■ **Extrait du document**:
Le Zeppelin, aérostat de type dirigeable rigide, a été construit en 133 exemplaires. Son premier vol a lieu le 2 juillet 1900. Construit par le général allemand à la retraite Ferdinand Graf (comte) Von Zeppelin, il survole le lac de Constance à 400 mètres d’altitude et parcourt 6 kilomètres en 18 minutes. Long de 128 mètres de long, ce prototype du Luftschiff Zeppelin (LZ1) est l'aboutissement de près de 25 ans de travail.
En 1917, à la mort de Ferdinand Von Zeppelin, Hugo Eckener prend la relève pour donner à l’invention son véritable “envol” et lui faire connaître un succès mondial.
Après avoir été utilisé, sans montrer toutefois une grande efficacité, comme bombardier durant la Première Guerre mondiale, l’aérostat va connaître une utilisation commerciale, transportant des passagers - sans doute quelque peu fortunés - vers diverses destinations touristiques. C’est tout particulièrement le cas du LZ127, le plus célèbre de la dynastie Zeppelin, baptisé le 8 juillet 1928 par la fille du génial inventeur.
Avec une longueur totale de 236,6 mètres et un volume de 105.000 m3, c’est alors le plus grand dirigeable jamais construit.
Les exploits succèdent aux exploits : traversée de l’Atlantique en octobre 1928 (11 heures et 44 minutes de vol) ; tour du monde en 1929 (49.618 km en 21 jours, 5 heures et 31 minutes, avec à bord, en plus de l’équipage, 60 passagers hommes et une femme, la journaliste Grace Hay-Drummond-Hay) ; ouverture de la première ligne transatlantique en mai 1930 ; expédition scientifique en Arctique en juillet 1931 ; etc. En tout : 590 vols, pour un million et demi de kilomètres parcourus et 13.110 passagers transportés !
L’Égypte aura, au moins en trois occasions, l’opportunité de voir de plus ou moins près ce géant des airs. La première fois en novembre 1917, avec l’un des ancêtres du LZ127, le LZ104 (L59), qui survole le désert occidental égyptien dans le cadre d’une mission militaire pour aller réapprovisionner les troupes allemandes en Afrique orientale. En mars 1918, le LZ104 aura pour objectif d’aller bombarder Port-Saïd et le canal de Suez, mais des vents défavorables le contraignent à renoncer à rejoindre sa cible.

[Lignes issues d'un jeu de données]
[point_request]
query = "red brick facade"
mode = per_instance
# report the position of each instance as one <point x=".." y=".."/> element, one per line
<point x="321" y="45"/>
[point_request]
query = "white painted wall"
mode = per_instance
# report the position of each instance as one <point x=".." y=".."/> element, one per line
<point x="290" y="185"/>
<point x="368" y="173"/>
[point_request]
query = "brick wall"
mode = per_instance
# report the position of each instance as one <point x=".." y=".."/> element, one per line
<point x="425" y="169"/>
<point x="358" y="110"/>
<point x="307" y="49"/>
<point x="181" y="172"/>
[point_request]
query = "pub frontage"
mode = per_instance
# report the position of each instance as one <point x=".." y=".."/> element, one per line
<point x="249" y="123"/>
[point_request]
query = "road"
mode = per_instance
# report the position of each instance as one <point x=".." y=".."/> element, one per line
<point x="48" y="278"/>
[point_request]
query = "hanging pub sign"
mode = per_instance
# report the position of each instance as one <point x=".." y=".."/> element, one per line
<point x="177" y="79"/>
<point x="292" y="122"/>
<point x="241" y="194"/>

==

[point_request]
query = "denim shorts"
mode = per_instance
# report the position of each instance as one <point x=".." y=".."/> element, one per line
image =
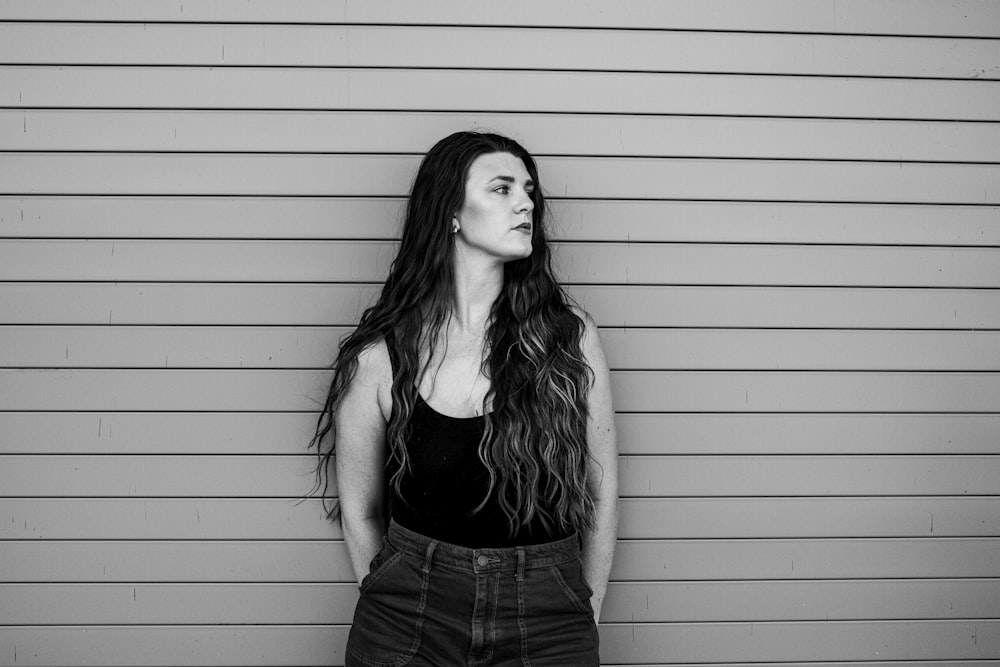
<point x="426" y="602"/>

■ **Travail à faire**:
• A. Extrayez, s'il vous plaît, chaque ligne des enregistrements qui contient la chaîne « brick ».
• B. Poursuivez le texte sur le Zeppelin à partir de sa dernière phrase.
Le texte sur le Zeppelin et les enregistrements sont indépendants l'un de l'autre.

■ **Résultats dans l'ordre**:
• A.
query = "red brick facade"
query = "brick wall"

• B.
En 1929, dans un contexte plus pacifique, le tout nouveau LZ127 a pour plan de vol la Palestine, où il doit transporter du courrier pour la colonie allemande de Jaffa, puis l’Égypte. Mais pour cette seconde destination, la Grande-Bretagne oppose son veto, mettant son point d’honneur à ce que le premier dirigeable à survoler son ex-protectorat soit “made in England”. Au large de Rosette, Hugo Eckener doit se contenter d’envoyer ses voeux d’anniversaire au roi Fouad Ier, regrettant que des “vents contraires” l’empêchent de pénétrer dans l’espace aérien égyptien ! "Tout avait été préparé pour donner à ce voyage un cadre égyptien, écrit dans “al-Ahram” Mahmoud Abou l-Fath, plusieurs fois passager à bord du Zeppelin, même un timbre-poste représentant le dirigeable sur le Sphinx et les pyramides. À l'exception de l'Égypte, tous les pays contactés ont autorisé à traverser leur territoire", y compris la Palestine, alors sous mandat britannique.
La troisième occasion sera réellement la bonne. Toujours dans un contexte “civil”, le LZ127 prend son envol de Friedrichshafen (Allemagne) le 9 avril 1931, à 6h10, à destination du Caire et de la Palestine. Après la vallée du Rhône, la Corse, la Sardaigne, la Sicile, Malte et Tripoli (Libye), il se dirige vers Alexandrie qu’il survolera pendant 40 minutes. Mahmoud Abou l-Fath, qui est à bord, écrira : "Je suis convaincu qu'il n'y a pas une seule personne à Alexandrie qui n'ait vu le Zeppelin. Des groupes de personnes étaient à chaque point d’observation. Des milliers d'entre elles étaient sur les toits, riant et applaudissant, en agitant leur mouchoir pour se faire apercevoir des passagers."
Le Zeppelin suit alors la vallée du Nil jusqu’au Caire qu’il atteint le 10 avril, à 15h20. Il survole tout d’abord le palais de Qubba, pour saluer le roi Fouad Ier et la reine Nazli au balcon de leur luxueuse résidence. Les bus, et même les trains, s’arrêtent pour observer cette scène insolite. Puis l’aérostat prend la direction des pyramides de Guizeh, survolées à 70 pieds (20 mètres) au-dessus de leur sommet, avant de s’orienter vers Tanta, El-Mahalla el-Kubra, Mansoura, et revenir finalement au Caire où il se pose, sur l’aérodrome d’Almaza, à 17h30.
Une foule énorme est sur place. 350 soldats britanniques d’un régiment stationné à Abbassiya, dûment entraînés, agrippent les cordages pour arrimer le dirigeable et le protéger des effets d’éventuels vents forts. La police, à l’aide de tuyaux d’incendie, tient à distance la foule des curieux, pour permettre aux passagers de débarquer et de recevoir un accueil officiel, en présence du Premier ministre Ismail Sidki Pasha, accompagné pour la circonstance par le ministre de la Communication, Tewfik Doss Pasha, et le diplomate allemand Eberhard von Stohrer.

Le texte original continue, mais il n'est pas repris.